- **What the task requires**
Copy the Growth Commission article below, beginning at "EU or the European Economic Area?" and stopping after "Denmark and Finland.". Swap in "Sweden" wherever "Denmark" appears.

- **Excerpt to read**
LIKE Banquo’s ghost in Macbeth, the European Union makes rather few appearances in the report of the SNP’s Growth Commission but its rather invisible presence can be felt throughout.

Given the Scottish Government – and SNP – policy that an independent Scotland should be in the EU, this side-lining of the EU in a comprehensive report considering productivity, competitiveness, migration, inequality, trade, and macro-economic policy, including currency, is rather curious.

The Commission does eventually suggest, though it doesn’t include it in its long list of key recommendations, that Scotland should be in the EU single market, but that too receives strangely little focus. The net result is a missed opportunity to consider a whole range of key questions, given Scotland’s interests.

These would include questions such as: what sort of industrial strategy the EU should develop (from Scotland’s point of view) or how its current strategy would help or hinder Scotland; key EU approaches in completing the digital single market and how that might impact on new digital policies in Scotland, or boosting EU sustainable technology competitiveness and how that could play to Scotland’s strengths; pan-EU infrastructure and how that could help Scottish infrastructure; future EU trade policy; what an independent Scotland’s future migration policy would look like if it was in the EU and so part of free movement (and how that would impact on relations with/the border with the rest of the UK). And the Commission also sidesteps difficult challenges such as arguments over joining the euro, or indeed the pros and cons of an independent Scotland joining the EU or the European Economic Area once independent.

Yet these choices would be crucial to an independent Scotland’s future economic policies – and are also critically impacted on by the nature of the rest of the UK’s future relationship with the EU post-Brexit. Brexit, as the report does periodically note, will have a major and negative impact on the Scottish economy, but how an independent Scotland should respond and choose its European future is simply not addressed. The overall effect, leaving the EU as a ghostly presence in the report, is that it reads as if an independent Scotland, like the 12 key small economies it is compared with, would just be facing global markets and challenges. Yet this is clearly not the case. And indeed the key currency proposal in the report would place a clear block in the way of an independent Scotland’s accession to the EU.

EU or the European Economic Area?

ALL of the European countries among the 12 on which the Growth Commission focuses are either in the EU, the EEA, or in the Swiss case in EFTA (with its own particular version of single market compliance and access.) And two of the top three countries highlighted as important comparators are EU member states – Denmark and Finland.

- **Supplied information**
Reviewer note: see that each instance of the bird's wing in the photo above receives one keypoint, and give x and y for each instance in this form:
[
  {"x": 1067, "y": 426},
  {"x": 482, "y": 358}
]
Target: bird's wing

- **Task result**
EU or the European Economic Area?

ALL of the European countries among the 12 on which the Growth Commission focuses are either in the EU, the EEA, or in the Swiss case in EFTA (with its own particular version of single market compliance and access.) And two of the top three countries highlighted as important comparators are EU member states – Sweden and Finland.